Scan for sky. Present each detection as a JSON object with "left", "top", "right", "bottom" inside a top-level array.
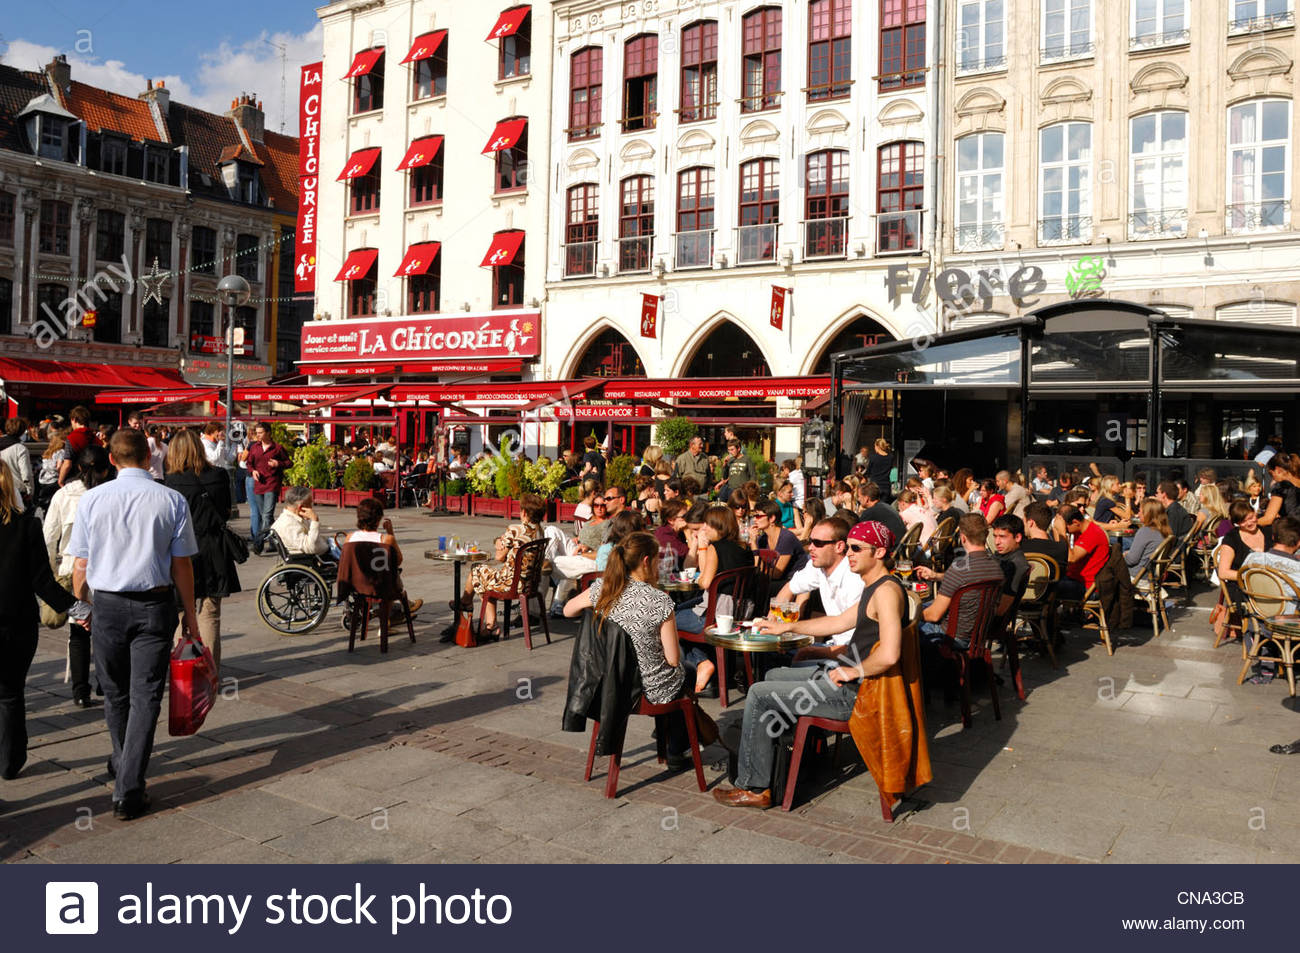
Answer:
[{"left": 0, "top": 1, "right": 322, "bottom": 136}]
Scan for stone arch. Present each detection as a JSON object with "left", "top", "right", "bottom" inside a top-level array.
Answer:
[
  {"left": 671, "top": 313, "right": 774, "bottom": 379},
  {"left": 1227, "top": 47, "right": 1294, "bottom": 97},
  {"left": 801, "top": 311, "right": 901, "bottom": 375},
  {"left": 739, "top": 118, "right": 781, "bottom": 146},
  {"left": 677, "top": 127, "right": 716, "bottom": 155},
  {"left": 558, "top": 321, "right": 649, "bottom": 379},
  {"left": 955, "top": 86, "right": 1006, "bottom": 133}
]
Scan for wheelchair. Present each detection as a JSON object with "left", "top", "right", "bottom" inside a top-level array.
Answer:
[{"left": 256, "top": 530, "right": 345, "bottom": 635}]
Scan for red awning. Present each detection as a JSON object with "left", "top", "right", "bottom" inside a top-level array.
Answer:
[
  {"left": 393, "top": 381, "right": 581, "bottom": 404},
  {"left": 394, "top": 242, "right": 442, "bottom": 276},
  {"left": 110, "top": 367, "right": 191, "bottom": 389},
  {"left": 344, "top": 48, "right": 385, "bottom": 79},
  {"left": 300, "top": 359, "right": 524, "bottom": 376},
  {"left": 233, "top": 385, "right": 383, "bottom": 402},
  {"left": 334, "top": 248, "right": 379, "bottom": 282},
  {"left": 299, "top": 384, "right": 390, "bottom": 412},
  {"left": 487, "top": 6, "right": 530, "bottom": 40},
  {"left": 337, "top": 147, "right": 381, "bottom": 181},
  {"left": 96, "top": 387, "right": 221, "bottom": 405},
  {"left": 519, "top": 377, "right": 604, "bottom": 410},
  {"left": 400, "top": 30, "right": 448, "bottom": 63},
  {"left": 481, "top": 117, "right": 527, "bottom": 155},
  {"left": 599, "top": 377, "right": 833, "bottom": 400},
  {"left": 480, "top": 230, "right": 525, "bottom": 267},
  {"left": 396, "top": 136, "right": 444, "bottom": 170},
  {"left": 0, "top": 357, "right": 189, "bottom": 392}
]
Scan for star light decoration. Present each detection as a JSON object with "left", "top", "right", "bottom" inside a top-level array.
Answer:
[{"left": 139, "top": 257, "right": 169, "bottom": 307}]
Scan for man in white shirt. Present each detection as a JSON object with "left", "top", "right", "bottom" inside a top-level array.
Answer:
[
  {"left": 201, "top": 422, "right": 227, "bottom": 468},
  {"left": 771, "top": 516, "right": 864, "bottom": 648},
  {"left": 783, "top": 460, "right": 806, "bottom": 508}
]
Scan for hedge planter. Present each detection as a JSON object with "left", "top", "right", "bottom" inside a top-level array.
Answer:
[
  {"left": 443, "top": 494, "right": 470, "bottom": 514},
  {"left": 342, "top": 489, "right": 385, "bottom": 507},
  {"left": 312, "top": 487, "right": 343, "bottom": 507},
  {"left": 472, "top": 496, "right": 513, "bottom": 518},
  {"left": 555, "top": 501, "right": 578, "bottom": 522}
]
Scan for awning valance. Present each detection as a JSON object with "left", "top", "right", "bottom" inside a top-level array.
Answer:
[
  {"left": 396, "top": 136, "right": 443, "bottom": 170},
  {"left": 334, "top": 248, "right": 379, "bottom": 282},
  {"left": 400, "top": 30, "right": 447, "bottom": 64}
]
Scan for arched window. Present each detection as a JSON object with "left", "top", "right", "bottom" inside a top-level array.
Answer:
[
  {"left": 618, "top": 175, "right": 654, "bottom": 272},
  {"left": 1039, "top": 121, "right": 1092, "bottom": 243},
  {"left": 680, "top": 20, "right": 718, "bottom": 122},
  {"left": 568, "top": 47, "right": 602, "bottom": 141},
  {"left": 741, "top": 7, "right": 782, "bottom": 112},
  {"left": 1129, "top": 111, "right": 1187, "bottom": 238},
  {"left": 880, "top": 0, "right": 925, "bottom": 89},
  {"left": 623, "top": 34, "right": 658, "bottom": 131},
  {"left": 1228, "top": 98, "right": 1290, "bottom": 231},
  {"left": 955, "top": 132, "right": 1004, "bottom": 249},
  {"left": 808, "top": 0, "right": 851, "bottom": 100}
]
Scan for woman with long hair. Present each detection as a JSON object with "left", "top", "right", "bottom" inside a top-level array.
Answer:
[
  {"left": 977, "top": 478, "right": 1005, "bottom": 521},
  {"left": 37, "top": 430, "right": 69, "bottom": 513},
  {"left": 1259, "top": 453, "right": 1300, "bottom": 527},
  {"left": 456, "top": 493, "right": 547, "bottom": 640},
  {"left": 563, "top": 532, "right": 703, "bottom": 769},
  {"left": 1217, "top": 499, "right": 1271, "bottom": 605},
  {"left": 1195, "top": 483, "right": 1232, "bottom": 538},
  {"left": 1090, "top": 474, "right": 1132, "bottom": 530},
  {"left": 43, "top": 446, "right": 112, "bottom": 707},
  {"left": 573, "top": 478, "right": 602, "bottom": 529},
  {"left": 595, "top": 510, "right": 645, "bottom": 570},
  {"left": 633, "top": 474, "right": 661, "bottom": 524},
  {"left": 949, "top": 468, "right": 975, "bottom": 513},
  {"left": 164, "top": 429, "right": 240, "bottom": 675},
  {"left": 792, "top": 496, "right": 826, "bottom": 543},
  {"left": 866, "top": 438, "right": 894, "bottom": 497},
  {"left": 677, "top": 505, "right": 752, "bottom": 694},
  {"left": 1125, "top": 498, "right": 1172, "bottom": 578},
  {"left": 727, "top": 488, "right": 751, "bottom": 541}
]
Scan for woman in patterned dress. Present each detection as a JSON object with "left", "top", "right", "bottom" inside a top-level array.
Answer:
[{"left": 452, "top": 493, "right": 546, "bottom": 640}]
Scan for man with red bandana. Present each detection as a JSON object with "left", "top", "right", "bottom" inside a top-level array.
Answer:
[{"left": 711, "top": 521, "right": 911, "bottom": 809}]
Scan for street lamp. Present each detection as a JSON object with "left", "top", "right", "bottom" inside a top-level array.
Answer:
[{"left": 217, "top": 274, "right": 251, "bottom": 462}]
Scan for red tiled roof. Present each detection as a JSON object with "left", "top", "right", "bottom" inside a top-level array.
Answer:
[
  {"left": 218, "top": 143, "right": 262, "bottom": 164},
  {"left": 0, "top": 64, "right": 50, "bottom": 152},
  {"left": 60, "top": 80, "right": 165, "bottom": 142},
  {"left": 252, "top": 128, "right": 299, "bottom": 212}
]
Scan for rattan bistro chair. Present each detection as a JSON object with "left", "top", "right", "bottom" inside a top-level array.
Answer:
[
  {"left": 1130, "top": 535, "right": 1179, "bottom": 642},
  {"left": 1237, "top": 566, "right": 1300, "bottom": 692},
  {"left": 1013, "top": 553, "right": 1062, "bottom": 669}
]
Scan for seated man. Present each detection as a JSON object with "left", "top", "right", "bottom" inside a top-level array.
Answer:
[
  {"left": 914, "top": 513, "right": 1006, "bottom": 648},
  {"left": 1054, "top": 504, "right": 1111, "bottom": 602},
  {"left": 990, "top": 514, "right": 1031, "bottom": 620},
  {"left": 854, "top": 481, "right": 907, "bottom": 543},
  {"left": 271, "top": 486, "right": 341, "bottom": 560},
  {"left": 1019, "top": 501, "right": 1069, "bottom": 570},
  {"left": 711, "top": 522, "right": 909, "bottom": 809},
  {"left": 1242, "top": 515, "right": 1300, "bottom": 614},
  {"left": 772, "top": 516, "right": 862, "bottom": 652}
]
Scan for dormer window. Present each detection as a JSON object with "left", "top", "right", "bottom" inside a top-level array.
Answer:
[
  {"left": 237, "top": 164, "right": 263, "bottom": 204},
  {"left": 40, "top": 118, "right": 67, "bottom": 159},
  {"left": 18, "top": 94, "right": 79, "bottom": 163},
  {"left": 101, "top": 137, "right": 127, "bottom": 175}
]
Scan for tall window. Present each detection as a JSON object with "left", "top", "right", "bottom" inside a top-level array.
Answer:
[
  {"left": 353, "top": 50, "right": 385, "bottom": 113},
  {"left": 568, "top": 47, "right": 603, "bottom": 141},
  {"left": 414, "top": 40, "right": 448, "bottom": 98},
  {"left": 1130, "top": 111, "right": 1187, "bottom": 238},
  {"left": 805, "top": 150, "right": 849, "bottom": 258},
  {"left": 189, "top": 300, "right": 215, "bottom": 338},
  {"left": 676, "top": 166, "right": 715, "bottom": 268},
  {"left": 348, "top": 253, "right": 377, "bottom": 317},
  {"left": 619, "top": 176, "right": 654, "bottom": 272},
  {"left": 880, "top": 0, "right": 926, "bottom": 90},
  {"left": 409, "top": 270, "right": 440, "bottom": 314},
  {"left": 37, "top": 284, "right": 67, "bottom": 324},
  {"left": 809, "top": 0, "right": 851, "bottom": 101},
  {"left": 680, "top": 21, "right": 718, "bottom": 122},
  {"left": 236, "top": 233, "right": 259, "bottom": 281},
  {"left": 191, "top": 226, "right": 217, "bottom": 273},
  {"left": 0, "top": 278, "right": 11, "bottom": 335},
  {"left": 410, "top": 142, "right": 444, "bottom": 206},
  {"left": 1231, "top": 0, "right": 1292, "bottom": 32},
  {"left": 958, "top": 0, "right": 1005, "bottom": 73},
  {"left": 500, "top": 10, "right": 531, "bottom": 79},
  {"left": 1131, "top": 0, "right": 1186, "bottom": 47},
  {"left": 738, "top": 158, "right": 779, "bottom": 263},
  {"left": 100, "top": 137, "right": 127, "bottom": 175},
  {"left": 142, "top": 297, "right": 169, "bottom": 348},
  {"left": 565, "top": 184, "right": 599, "bottom": 277},
  {"left": 955, "top": 132, "right": 1005, "bottom": 249},
  {"left": 1042, "top": 0, "right": 1092, "bottom": 60},
  {"left": 1228, "top": 99, "right": 1290, "bottom": 230},
  {"left": 96, "top": 209, "right": 124, "bottom": 262},
  {"left": 878, "top": 142, "right": 924, "bottom": 252},
  {"left": 0, "top": 191, "right": 12, "bottom": 246},
  {"left": 742, "top": 8, "right": 782, "bottom": 113},
  {"left": 623, "top": 34, "right": 658, "bottom": 131},
  {"left": 492, "top": 234, "right": 525, "bottom": 307},
  {"left": 235, "top": 306, "right": 258, "bottom": 358},
  {"left": 351, "top": 166, "right": 381, "bottom": 214},
  {"left": 39, "top": 200, "right": 70, "bottom": 256},
  {"left": 1039, "top": 121, "right": 1092, "bottom": 243},
  {"left": 495, "top": 122, "right": 528, "bottom": 192},
  {"left": 145, "top": 148, "right": 171, "bottom": 185},
  {"left": 93, "top": 290, "right": 122, "bottom": 344},
  {"left": 145, "top": 218, "right": 171, "bottom": 268}
]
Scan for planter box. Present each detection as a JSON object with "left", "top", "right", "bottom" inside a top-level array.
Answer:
[
  {"left": 555, "top": 501, "right": 579, "bottom": 522},
  {"left": 342, "top": 488, "right": 384, "bottom": 507},
  {"left": 473, "top": 496, "right": 513, "bottom": 518},
  {"left": 444, "top": 494, "right": 469, "bottom": 514},
  {"left": 312, "top": 487, "right": 343, "bottom": 507}
]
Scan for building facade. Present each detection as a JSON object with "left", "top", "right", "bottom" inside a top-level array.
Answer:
[{"left": 0, "top": 56, "right": 304, "bottom": 419}]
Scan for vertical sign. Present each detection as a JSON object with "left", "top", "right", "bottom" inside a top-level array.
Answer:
[
  {"left": 640, "top": 293, "right": 660, "bottom": 339},
  {"left": 770, "top": 285, "right": 788, "bottom": 330},
  {"left": 295, "top": 62, "right": 323, "bottom": 294}
]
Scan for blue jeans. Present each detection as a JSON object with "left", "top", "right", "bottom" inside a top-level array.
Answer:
[
  {"left": 920, "top": 619, "right": 967, "bottom": 650},
  {"left": 245, "top": 475, "right": 258, "bottom": 536},
  {"left": 734, "top": 667, "right": 858, "bottom": 791},
  {"left": 676, "top": 605, "right": 705, "bottom": 634},
  {"left": 92, "top": 591, "right": 176, "bottom": 802},
  {"left": 252, "top": 491, "right": 276, "bottom": 550}
]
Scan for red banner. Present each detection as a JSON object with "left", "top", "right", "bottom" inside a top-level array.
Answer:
[
  {"left": 601, "top": 377, "right": 831, "bottom": 400},
  {"left": 770, "top": 285, "right": 788, "bottom": 330},
  {"left": 299, "top": 312, "right": 541, "bottom": 365},
  {"left": 548, "top": 405, "right": 642, "bottom": 421},
  {"left": 640, "top": 293, "right": 660, "bottom": 339},
  {"left": 295, "top": 62, "right": 322, "bottom": 294},
  {"left": 189, "top": 333, "right": 250, "bottom": 356},
  {"left": 299, "top": 360, "right": 523, "bottom": 377}
]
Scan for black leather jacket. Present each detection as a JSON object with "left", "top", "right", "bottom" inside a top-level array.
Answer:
[{"left": 562, "top": 610, "right": 644, "bottom": 756}]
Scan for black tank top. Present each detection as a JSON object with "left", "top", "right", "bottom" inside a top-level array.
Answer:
[{"left": 846, "top": 575, "right": 910, "bottom": 664}]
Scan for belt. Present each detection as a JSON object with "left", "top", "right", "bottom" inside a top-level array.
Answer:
[{"left": 100, "top": 587, "right": 172, "bottom": 601}]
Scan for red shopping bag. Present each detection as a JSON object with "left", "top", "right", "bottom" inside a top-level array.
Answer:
[{"left": 168, "top": 631, "right": 218, "bottom": 736}]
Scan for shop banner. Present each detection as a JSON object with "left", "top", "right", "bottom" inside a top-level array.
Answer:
[
  {"left": 770, "top": 285, "right": 788, "bottom": 330},
  {"left": 601, "top": 377, "right": 831, "bottom": 400},
  {"left": 300, "top": 312, "right": 540, "bottom": 365},
  {"left": 295, "top": 62, "right": 322, "bottom": 294},
  {"left": 640, "top": 293, "right": 659, "bottom": 339},
  {"left": 547, "top": 405, "right": 642, "bottom": 421}
]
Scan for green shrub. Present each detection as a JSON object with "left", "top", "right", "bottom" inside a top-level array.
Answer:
[
  {"left": 605, "top": 454, "right": 637, "bottom": 497},
  {"left": 494, "top": 457, "right": 526, "bottom": 499},
  {"left": 525, "top": 458, "right": 568, "bottom": 497},
  {"left": 654, "top": 416, "right": 698, "bottom": 457},
  {"left": 286, "top": 436, "right": 334, "bottom": 489},
  {"left": 469, "top": 457, "right": 498, "bottom": 496},
  {"left": 443, "top": 478, "right": 467, "bottom": 496},
  {"left": 560, "top": 485, "right": 584, "bottom": 504},
  {"left": 270, "top": 422, "right": 295, "bottom": 449},
  {"left": 745, "top": 442, "right": 773, "bottom": 494},
  {"left": 342, "top": 457, "right": 376, "bottom": 491}
]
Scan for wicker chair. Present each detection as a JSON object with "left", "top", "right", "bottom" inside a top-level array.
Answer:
[{"left": 1130, "top": 535, "right": 1179, "bottom": 642}]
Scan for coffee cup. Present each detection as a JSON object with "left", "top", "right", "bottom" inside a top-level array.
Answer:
[{"left": 716, "top": 614, "right": 734, "bottom": 634}]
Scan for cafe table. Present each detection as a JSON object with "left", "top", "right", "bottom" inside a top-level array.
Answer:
[
  {"left": 1256, "top": 615, "right": 1300, "bottom": 697},
  {"left": 425, "top": 549, "right": 488, "bottom": 602}
]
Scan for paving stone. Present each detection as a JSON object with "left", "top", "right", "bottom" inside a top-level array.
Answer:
[
  {"left": 378, "top": 803, "right": 520, "bottom": 859},
  {"left": 178, "top": 839, "right": 297, "bottom": 864},
  {"left": 477, "top": 836, "right": 600, "bottom": 864},
  {"left": 37, "top": 811, "right": 233, "bottom": 864},
  {"left": 260, "top": 771, "right": 410, "bottom": 819},
  {"left": 178, "top": 789, "right": 336, "bottom": 842},
  {"left": 1104, "top": 827, "right": 1259, "bottom": 864},
  {"left": 387, "top": 759, "right": 541, "bottom": 815},
  {"left": 263, "top": 815, "right": 429, "bottom": 863},
  {"left": 664, "top": 826, "right": 836, "bottom": 864},
  {"left": 552, "top": 802, "right": 721, "bottom": 863},
  {"left": 459, "top": 780, "right": 621, "bottom": 841},
  {"left": 313, "top": 744, "right": 460, "bottom": 791},
  {"left": 979, "top": 803, "right": 1123, "bottom": 862}
]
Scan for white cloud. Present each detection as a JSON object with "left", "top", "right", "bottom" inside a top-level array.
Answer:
[{"left": 1, "top": 24, "right": 322, "bottom": 137}]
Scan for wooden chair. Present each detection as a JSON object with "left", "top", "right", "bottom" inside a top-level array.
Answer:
[
  {"left": 1237, "top": 567, "right": 1300, "bottom": 691},
  {"left": 1011, "top": 553, "right": 1062, "bottom": 671},
  {"left": 929, "top": 579, "right": 1006, "bottom": 729},
  {"left": 1130, "top": 535, "right": 1180, "bottom": 642},
  {"left": 336, "top": 540, "right": 416, "bottom": 654},
  {"left": 479, "top": 537, "right": 552, "bottom": 650},
  {"left": 752, "top": 548, "right": 780, "bottom": 619},
  {"left": 678, "top": 566, "right": 754, "bottom": 709},
  {"left": 1079, "top": 582, "right": 1113, "bottom": 656},
  {"left": 1163, "top": 517, "right": 1204, "bottom": 593}
]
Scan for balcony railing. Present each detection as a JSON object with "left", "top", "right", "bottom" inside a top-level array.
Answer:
[
  {"left": 954, "top": 222, "right": 1005, "bottom": 251},
  {"left": 618, "top": 235, "right": 652, "bottom": 273},
  {"left": 565, "top": 122, "right": 603, "bottom": 142},
  {"left": 1228, "top": 10, "right": 1295, "bottom": 34},
  {"left": 1128, "top": 208, "right": 1188, "bottom": 240},
  {"left": 1040, "top": 40, "right": 1096, "bottom": 62},
  {"left": 676, "top": 102, "right": 719, "bottom": 123},
  {"left": 564, "top": 241, "right": 598, "bottom": 277},
  {"left": 956, "top": 52, "right": 1007, "bottom": 74},
  {"left": 674, "top": 229, "right": 715, "bottom": 269},
  {"left": 1227, "top": 199, "right": 1290, "bottom": 231},
  {"left": 738, "top": 90, "right": 783, "bottom": 113},
  {"left": 736, "top": 223, "right": 778, "bottom": 264},
  {"left": 1038, "top": 215, "right": 1093, "bottom": 245},
  {"left": 619, "top": 112, "right": 658, "bottom": 133},
  {"left": 876, "top": 210, "right": 922, "bottom": 254},
  {"left": 1129, "top": 28, "right": 1190, "bottom": 50},
  {"left": 803, "top": 217, "right": 848, "bottom": 260}
]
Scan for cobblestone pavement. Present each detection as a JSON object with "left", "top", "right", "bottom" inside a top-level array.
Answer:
[{"left": 2, "top": 505, "right": 1297, "bottom": 864}]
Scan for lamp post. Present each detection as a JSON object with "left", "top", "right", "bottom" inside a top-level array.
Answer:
[{"left": 216, "top": 275, "right": 252, "bottom": 462}]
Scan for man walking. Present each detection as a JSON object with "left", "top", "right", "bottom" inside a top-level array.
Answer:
[
  {"left": 69, "top": 428, "right": 199, "bottom": 820},
  {"left": 242, "top": 421, "right": 290, "bottom": 555},
  {"left": 715, "top": 439, "right": 756, "bottom": 496}
]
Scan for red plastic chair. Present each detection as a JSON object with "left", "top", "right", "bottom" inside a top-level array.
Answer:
[
  {"left": 678, "top": 566, "right": 754, "bottom": 708},
  {"left": 479, "top": 537, "right": 552, "bottom": 650},
  {"left": 584, "top": 695, "right": 707, "bottom": 798},
  {"left": 931, "top": 579, "right": 1006, "bottom": 729}
]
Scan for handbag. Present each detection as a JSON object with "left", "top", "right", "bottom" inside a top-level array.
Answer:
[
  {"left": 39, "top": 571, "right": 73, "bottom": 629},
  {"left": 223, "top": 527, "right": 250, "bottom": 564},
  {"left": 454, "top": 611, "right": 477, "bottom": 648},
  {"left": 168, "top": 628, "right": 218, "bottom": 736}
]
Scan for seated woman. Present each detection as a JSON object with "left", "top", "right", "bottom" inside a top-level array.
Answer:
[
  {"left": 346, "top": 497, "right": 423, "bottom": 618},
  {"left": 1217, "top": 499, "right": 1272, "bottom": 610},
  {"left": 572, "top": 478, "right": 601, "bottom": 529},
  {"left": 453, "top": 493, "right": 546, "bottom": 640},
  {"left": 563, "top": 532, "right": 702, "bottom": 769},
  {"left": 595, "top": 510, "right": 644, "bottom": 570},
  {"left": 748, "top": 500, "right": 809, "bottom": 596},
  {"left": 792, "top": 497, "right": 826, "bottom": 544},
  {"left": 272, "top": 486, "right": 342, "bottom": 560},
  {"left": 677, "top": 505, "right": 752, "bottom": 695},
  {"left": 977, "top": 478, "right": 1006, "bottom": 521},
  {"left": 633, "top": 474, "right": 660, "bottom": 525},
  {"left": 1090, "top": 475, "right": 1133, "bottom": 531},
  {"left": 1195, "top": 484, "right": 1233, "bottom": 539},
  {"left": 728, "top": 488, "right": 751, "bottom": 542},
  {"left": 896, "top": 489, "right": 938, "bottom": 546},
  {"left": 1124, "top": 498, "right": 1172, "bottom": 579}
]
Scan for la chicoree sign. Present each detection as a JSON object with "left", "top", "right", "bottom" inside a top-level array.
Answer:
[{"left": 299, "top": 311, "right": 540, "bottom": 368}]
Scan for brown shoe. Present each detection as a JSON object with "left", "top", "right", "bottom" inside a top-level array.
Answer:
[
  {"left": 711, "top": 786, "right": 771, "bottom": 809},
  {"left": 406, "top": 598, "right": 424, "bottom": 616}
]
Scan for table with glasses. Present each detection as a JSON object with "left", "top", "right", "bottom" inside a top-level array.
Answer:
[
  {"left": 704, "top": 626, "right": 812, "bottom": 654},
  {"left": 425, "top": 549, "right": 489, "bottom": 601}
]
━━━━━━━━
§ WHAT TO PRODUCE: Give back exactly the lines of the listing above that run from the line with "Scan for lamp" to the line with "Scan for seated woman.", inclusive.

§ RESULT:
Scan for lamp post. Present each detection as a JSON object with "left", "top", "right", "bottom" inside a top-level array.
Answer:
[{"left": 216, "top": 275, "right": 252, "bottom": 462}]
Scan for man walking. Present each detection as a JSON object with "left", "top", "right", "bottom" inside a top-level array.
Answer:
[
  {"left": 69, "top": 428, "right": 199, "bottom": 820},
  {"left": 242, "top": 421, "right": 290, "bottom": 555},
  {"left": 715, "top": 439, "right": 756, "bottom": 496}
]
Scan for red plastic chair. Present each detection as a JSON object with "left", "top", "right", "bottom" inside a top-level array.
Answer:
[
  {"left": 678, "top": 566, "right": 754, "bottom": 708},
  {"left": 479, "top": 537, "right": 552, "bottom": 650},
  {"left": 584, "top": 695, "right": 707, "bottom": 798},
  {"left": 931, "top": 579, "right": 1006, "bottom": 729}
]
Scan for handbag. Present each detection as a JSON object with "left", "top", "right", "bottom" inside a top-level array.
Answer:
[
  {"left": 39, "top": 571, "right": 73, "bottom": 629},
  {"left": 223, "top": 527, "right": 250, "bottom": 564},
  {"left": 454, "top": 611, "right": 477, "bottom": 648},
  {"left": 168, "top": 628, "right": 218, "bottom": 736}
]
Scan for seated woman. Present each detection as a JSON object with "left", "top", "right", "bottom" inside a top-level array.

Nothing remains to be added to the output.